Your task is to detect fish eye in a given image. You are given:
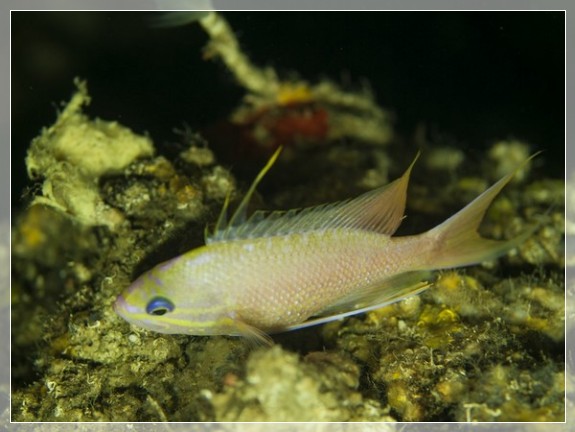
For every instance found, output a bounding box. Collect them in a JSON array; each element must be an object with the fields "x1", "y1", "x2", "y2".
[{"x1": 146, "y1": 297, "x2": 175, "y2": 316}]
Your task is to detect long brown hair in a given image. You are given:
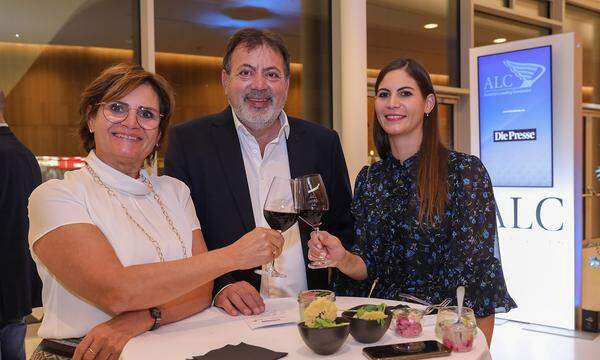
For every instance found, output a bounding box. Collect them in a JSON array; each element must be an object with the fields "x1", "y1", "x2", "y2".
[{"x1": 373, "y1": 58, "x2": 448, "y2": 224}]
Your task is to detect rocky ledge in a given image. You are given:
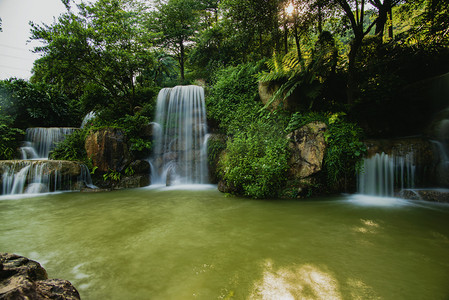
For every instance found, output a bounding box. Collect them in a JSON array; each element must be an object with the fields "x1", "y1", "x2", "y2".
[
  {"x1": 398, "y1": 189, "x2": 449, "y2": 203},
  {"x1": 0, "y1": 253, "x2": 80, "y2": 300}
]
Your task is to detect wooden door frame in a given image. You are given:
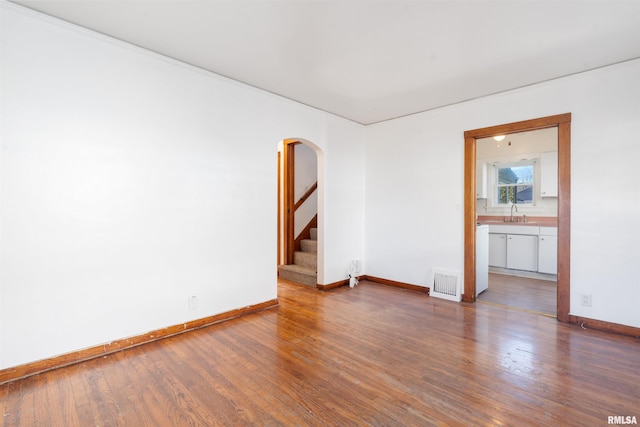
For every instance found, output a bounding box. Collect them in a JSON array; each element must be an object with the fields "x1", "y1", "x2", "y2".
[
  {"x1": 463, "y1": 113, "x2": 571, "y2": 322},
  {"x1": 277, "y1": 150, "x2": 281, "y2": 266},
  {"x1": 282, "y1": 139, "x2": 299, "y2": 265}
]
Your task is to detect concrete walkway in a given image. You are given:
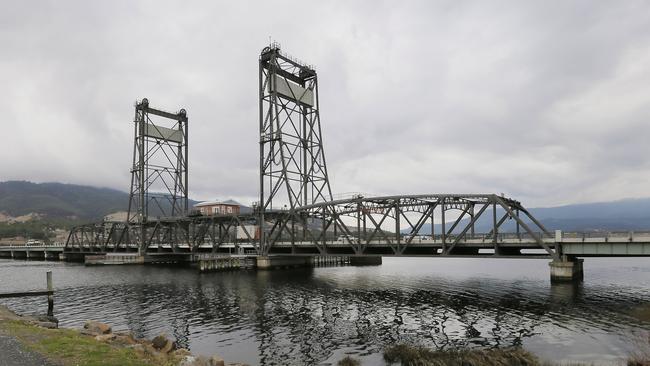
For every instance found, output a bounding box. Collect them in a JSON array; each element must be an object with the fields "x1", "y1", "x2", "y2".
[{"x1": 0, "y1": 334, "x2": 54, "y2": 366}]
*-*-*
Exercise directions → Return the entries verbatim without images.

Solution to the problem →
Your task is to detect fish eye in a given image. You are given:
For every instance found, output a bounding box. Collect them in a JSON array; each element must be an object with the fields "x1", "y1", "x2", "y2".
[{"x1": 146, "y1": 297, "x2": 175, "y2": 316}]
Your task is to detect long brown hair in a given image. You are given:
For every instance found, output a bounding box. Collect them in a JSON array; each element must be an object with the fields "x1", "y1", "x2", "y2".
[{"x1": 373, "y1": 58, "x2": 448, "y2": 224}]
Your task is to detect rocky ledge in a given image. You are given:
For every instance found, output a bounding box. Collect them in a JSON array; each element must be an object with the fields "x1", "y1", "x2", "y2".
[
  {"x1": 398, "y1": 189, "x2": 449, "y2": 203},
  {"x1": 0, "y1": 253, "x2": 80, "y2": 300}
]
Your task is to detect wooden door frame in a given image. You are given:
For every instance found, output a bounding box. Collect them in a JSON array; each element must be an object with the fields "x1", "y1", "x2", "y2".
[
  {"x1": 463, "y1": 113, "x2": 571, "y2": 322},
  {"x1": 277, "y1": 150, "x2": 281, "y2": 266},
  {"x1": 282, "y1": 139, "x2": 299, "y2": 265}
]
Your task is to detect concrete walkway in a given image. You are given:
For every instance found, output a bounding box. Collect them in a JSON array; each element must be an object with the fields "x1", "y1", "x2", "y2".
[{"x1": 0, "y1": 334, "x2": 54, "y2": 366}]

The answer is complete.